**Objective**
Please copy out every one of the items below word for word, leaving out the pictures.
### Given data
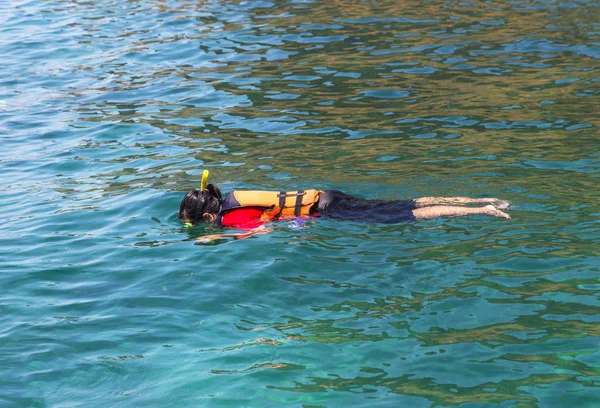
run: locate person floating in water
[178,170,510,240]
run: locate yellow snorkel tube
[200,170,208,191]
[183,170,208,227]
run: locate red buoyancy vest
[217,190,322,225]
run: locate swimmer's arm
[415,197,509,210]
[196,225,272,244]
[413,205,510,220]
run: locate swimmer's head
[179,184,223,226]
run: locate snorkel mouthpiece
[200,170,208,191]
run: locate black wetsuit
[316,190,417,224]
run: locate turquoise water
[0,0,600,408]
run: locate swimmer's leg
[413,205,510,220]
[415,197,509,210]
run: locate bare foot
[483,205,510,220]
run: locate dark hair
[179,184,223,225]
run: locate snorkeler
[179,170,510,241]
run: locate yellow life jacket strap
[277,190,306,217]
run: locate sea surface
[0,0,600,408]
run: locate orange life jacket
[219,190,323,220]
######
**Answer for the task**
run: locate person floating in water
[178,170,510,240]
run: locate yellow snorkel tube
[200,170,208,191]
[183,170,208,227]
run: locate red buoyancy vest
[217,190,322,225]
run: locate swimmer's arm
[415,197,509,210]
[196,225,272,244]
[413,205,510,220]
run: locate swimmer's head
[179,184,223,226]
run: locate snorkel mouthpiece
[200,170,208,191]
run: locate black wetsuit
[316,190,417,224]
run: locate turquoise water
[0,0,600,408]
run: locate swimmer's leg
[413,205,510,220]
[415,197,509,210]
run: locate bare foot
[483,205,510,220]
run: locate dark hair
[179,184,223,225]
run: locate snorkeler
[179,170,510,241]
run: locate yellow life jacket strap
[277,190,306,217]
run: locate sea surface
[0,0,600,408]
run: locate orange life jacket
[219,190,323,220]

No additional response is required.